Records

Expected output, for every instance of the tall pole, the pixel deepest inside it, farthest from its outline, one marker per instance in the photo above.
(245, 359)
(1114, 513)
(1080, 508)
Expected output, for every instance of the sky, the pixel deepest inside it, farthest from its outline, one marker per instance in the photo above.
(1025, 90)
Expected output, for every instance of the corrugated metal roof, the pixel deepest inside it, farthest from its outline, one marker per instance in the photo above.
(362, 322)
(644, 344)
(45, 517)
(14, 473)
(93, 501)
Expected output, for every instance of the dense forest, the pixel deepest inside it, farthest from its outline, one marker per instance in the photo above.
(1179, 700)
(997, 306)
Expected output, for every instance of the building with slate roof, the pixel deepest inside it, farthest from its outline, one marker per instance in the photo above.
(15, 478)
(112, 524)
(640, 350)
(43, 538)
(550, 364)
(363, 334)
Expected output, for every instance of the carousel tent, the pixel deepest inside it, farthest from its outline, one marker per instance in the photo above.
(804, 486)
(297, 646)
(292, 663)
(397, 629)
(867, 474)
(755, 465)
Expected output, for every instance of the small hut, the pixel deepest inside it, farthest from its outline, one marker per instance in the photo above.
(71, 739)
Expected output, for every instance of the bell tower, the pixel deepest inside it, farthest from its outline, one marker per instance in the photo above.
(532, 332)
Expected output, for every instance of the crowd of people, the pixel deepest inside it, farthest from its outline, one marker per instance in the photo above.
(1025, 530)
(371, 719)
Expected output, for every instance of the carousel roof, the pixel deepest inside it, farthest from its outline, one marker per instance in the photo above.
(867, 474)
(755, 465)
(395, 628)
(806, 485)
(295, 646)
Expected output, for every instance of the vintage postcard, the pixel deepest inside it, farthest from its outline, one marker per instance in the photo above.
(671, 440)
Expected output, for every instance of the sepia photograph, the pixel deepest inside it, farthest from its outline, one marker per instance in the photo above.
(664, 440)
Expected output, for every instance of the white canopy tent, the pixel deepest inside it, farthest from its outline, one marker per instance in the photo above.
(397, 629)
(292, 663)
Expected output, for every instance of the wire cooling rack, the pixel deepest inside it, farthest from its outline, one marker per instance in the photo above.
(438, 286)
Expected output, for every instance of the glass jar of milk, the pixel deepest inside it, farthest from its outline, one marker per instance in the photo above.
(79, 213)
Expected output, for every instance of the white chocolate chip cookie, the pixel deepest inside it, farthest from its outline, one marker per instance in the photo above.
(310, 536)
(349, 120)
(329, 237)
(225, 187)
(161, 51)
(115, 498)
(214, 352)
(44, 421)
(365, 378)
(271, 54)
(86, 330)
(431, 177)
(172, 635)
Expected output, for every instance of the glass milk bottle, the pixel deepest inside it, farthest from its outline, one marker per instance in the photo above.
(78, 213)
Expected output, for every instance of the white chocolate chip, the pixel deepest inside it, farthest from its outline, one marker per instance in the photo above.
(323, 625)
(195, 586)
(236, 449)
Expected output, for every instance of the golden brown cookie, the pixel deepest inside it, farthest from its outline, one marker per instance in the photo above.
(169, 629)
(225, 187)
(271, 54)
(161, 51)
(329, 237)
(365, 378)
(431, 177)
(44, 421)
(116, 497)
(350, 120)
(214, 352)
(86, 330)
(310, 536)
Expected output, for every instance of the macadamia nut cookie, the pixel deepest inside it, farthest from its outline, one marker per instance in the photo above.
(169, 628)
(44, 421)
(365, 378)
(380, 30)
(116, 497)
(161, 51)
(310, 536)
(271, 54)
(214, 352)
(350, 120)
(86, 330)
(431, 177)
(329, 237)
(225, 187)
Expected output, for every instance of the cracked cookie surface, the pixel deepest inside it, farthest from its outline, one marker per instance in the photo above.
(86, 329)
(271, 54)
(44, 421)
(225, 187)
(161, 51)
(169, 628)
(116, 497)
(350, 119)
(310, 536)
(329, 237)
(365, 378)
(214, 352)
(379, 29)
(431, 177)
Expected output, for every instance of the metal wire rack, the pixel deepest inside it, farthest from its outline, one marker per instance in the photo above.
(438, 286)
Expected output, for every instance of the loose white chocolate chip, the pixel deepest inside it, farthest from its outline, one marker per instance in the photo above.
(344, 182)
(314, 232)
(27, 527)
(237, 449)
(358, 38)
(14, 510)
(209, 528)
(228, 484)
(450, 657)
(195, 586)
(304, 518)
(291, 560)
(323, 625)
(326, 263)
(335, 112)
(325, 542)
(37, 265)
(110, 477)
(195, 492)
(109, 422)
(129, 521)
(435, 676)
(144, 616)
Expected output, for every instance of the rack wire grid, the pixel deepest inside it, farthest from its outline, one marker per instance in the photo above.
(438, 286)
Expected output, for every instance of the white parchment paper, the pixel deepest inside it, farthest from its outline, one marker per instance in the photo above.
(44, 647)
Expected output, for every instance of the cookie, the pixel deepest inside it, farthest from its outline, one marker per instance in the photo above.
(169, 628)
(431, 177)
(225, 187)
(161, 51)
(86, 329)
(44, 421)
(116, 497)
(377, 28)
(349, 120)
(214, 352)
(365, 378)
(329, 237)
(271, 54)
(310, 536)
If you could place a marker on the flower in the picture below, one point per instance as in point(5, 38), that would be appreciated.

How to complete this task
Make a verbatim copy of each record.

Result of the exercise
Expected output, for every instance of the tall pole, the pixel deepest inside it, farthest from its outline, one marker per instance in the photo above.
(245, 359)
(1114, 513)
(1080, 508)
Expected output, for every instance of the sky, the pixel deepest inside it, farthest from its outline, one marker per instance in the photo above.
(1025, 90)
Expected output, for every instance of the corrugated metal roof, the pixel deepest inside it, farthest from its outline, one marker per instance in the photo above.
(362, 322)
(644, 344)
(45, 517)
(14, 473)
(93, 501)
Expected output, for every instance of the dense forest, the pixel deepest inside it, farthest from its outline, one marker per instance in the photo above.
(1179, 700)
(997, 306)
Expected output, for every instance of the building with slate roof, the pixel deepest inside it, farthest from its outline, one marker per instance in the photo above.
(15, 478)
(112, 524)
(640, 350)
(43, 538)
(550, 364)
(363, 334)
Expected output, for every instance of the carousel tent, the pixel deepest inside it, farthest from its outline, one marker per instance in the photo above.
(804, 486)
(297, 646)
(292, 663)
(397, 629)
(867, 474)
(755, 465)
Expected output, for every instance of the small hut, the pixel deepest inside it, farthest from its outline, one marker per instance in the photo above.
(71, 739)
Expected output, for every instance of the bell tower, the pixel deepest inside it, farthest from its outline, one marker per instance in the photo above.
(532, 332)
Expected output, for every instance of the crowd of people, the pixel deepest inside it, farthest from its outline, one marker per instance in the photo above.
(1025, 530)
(371, 719)
Expected output, for every instance of the carousel roof, the pixel deepest inside it, farthest from its outline, one marker per instance in the photo above.
(867, 474)
(755, 465)
(395, 628)
(806, 485)
(295, 646)
Expected output, for every instance of the vintage postcard, the pixel deepest inside it, farthest from its outline, one marker per instance in the photo above.
(671, 440)
Expected output, for every instance of the sepia photograph, the pixel deepest inside it, farthest from its outline, one marker per instance in the photo above.
(664, 440)
Expected output, for every instance of the white canopy tent, the pixel deepest inside it, farthest from its outline, one marker per instance in the photo above.
(397, 629)
(292, 663)
Expected output, for every instance of the wire cooling rack, the pixel deepest inside it, farthest from its outline, one marker per instance in the photo above.
(438, 286)
Expected output, for every instance of the glass jar of milk, the pixel deepest inside it, farthest from its outline, one marker per instance in the photo above.
(79, 213)
Expected output, for every instance of the white chocolate chip cookie, the pixel deepest inside it, farthest from its outline, one marker per instance in the photo above.
(310, 536)
(349, 120)
(329, 237)
(225, 187)
(161, 51)
(115, 498)
(214, 352)
(44, 421)
(365, 378)
(271, 54)
(86, 330)
(431, 177)
(172, 635)
Expected output, for every instance of the glass milk bottle, the pixel deepest inside it, farthest from its outline, one marker per instance in the photo above.
(78, 213)
Expected output, for every instance of the white chocolate chip, the pixel deepest inside it, farthest from its outline, one marker per instance in the photo above.
(323, 625)
(195, 586)
(236, 449)
Expected output, for every instance of the golden brown cookie, the pixel deepest inside it, farthest from its outline, one marker per instance in the photo above.
(169, 629)
(225, 187)
(271, 54)
(161, 51)
(329, 237)
(365, 378)
(431, 177)
(44, 421)
(116, 497)
(350, 120)
(214, 352)
(86, 330)
(310, 536)
Expected output, for every instance of the macadamia nut cookie, the pixel deepest inside it, farthest from its outline, one marker per instance in the photo above.
(169, 628)
(44, 421)
(365, 378)
(380, 30)
(116, 497)
(161, 51)
(310, 536)
(271, 54)
(214, 352)
(350, 120)
(86, 330)
(431, 177)
(329, 237)
(225, 187)
Expected output, for every instance of the cracked cookie surface, the pixel deepest inside it, farthest from its outline, one marker per instance in the photo above.
(86, 329)
(271, 54)
(44, 421)
(225, 187)
(161, 51)
(169, 628)
(116, 497)
(350, 119)
(310, 536)
(329, 237)
(365, 378)
(214, 352)
(379, 29)
(431, 177)
Expected output, for every instance of the metal wire rack, the pixel deepest inside it, farthest from its outline, one marker per instance in the photo above.
(438, 286)
Expected output, for every instance of the loose white chocolate chip, the pixel deepest inside it, farthest from its outline, one marker per instance in the photo above.
(344, 182)
(314, 232)
(27, 527)
(237, 449)
(358, 38)
(14, 510)
(209, 528)
(228, 484)
(450, 657)
(195, 586)
(304, 518)
(291, 560)
(323, 625)
(326, 263)
(335, 112)
(325, 542)
(37, 265)
(110, 477)
(195, 492)
(109, 422)
(129, 521)
(435, 676)
(144, 616)
Expected output, for every instance of the rack wire grid, the pixel deepest inside it, farthest from its outline, one marker per instance in the photo above.
(438, 286)
Expected output, for every instance of the white parchment paper, the pixel deepest inside it, farthest from its outline, one marker per instance in the photo above.
(44, 647)
Expected output, for every instance of the cookie, the pixel deepest inside it, farthest from its outline, one marker per instance in the photo above.
(169, 628)
(431, 177)
(225, 187)
(161, 51)
(86, 329)
(44, 421)
(116, 497)
(377, 28)
(349, 120)
(214, 352)
(365, 378)
(329, 237)
(271, 54)
(310, 536)
If you could place a marker on the flower in the picture below, one point per instance as in point(5, 38), that would be appreciated.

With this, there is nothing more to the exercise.